To be done:
State how many lines in the rows below contain the string "plaid", matching case exactly, and reply with that number alone.

Given records:
┄┄┄┄┄┄

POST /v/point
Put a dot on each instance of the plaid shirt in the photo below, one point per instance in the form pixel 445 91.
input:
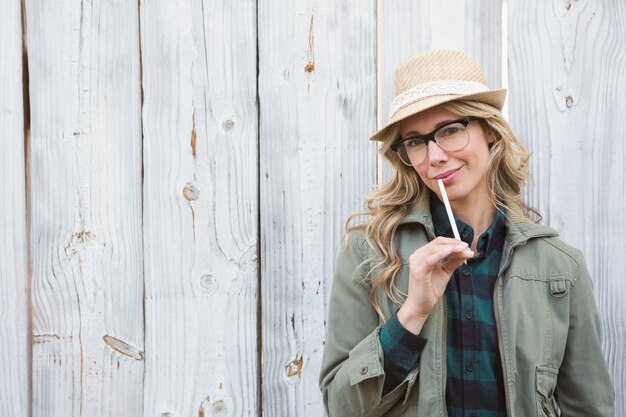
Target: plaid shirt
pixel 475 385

┄┄┄┄┄┄

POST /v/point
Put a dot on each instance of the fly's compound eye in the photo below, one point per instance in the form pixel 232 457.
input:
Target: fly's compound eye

┄┄┄┄┄┄

Result below:
2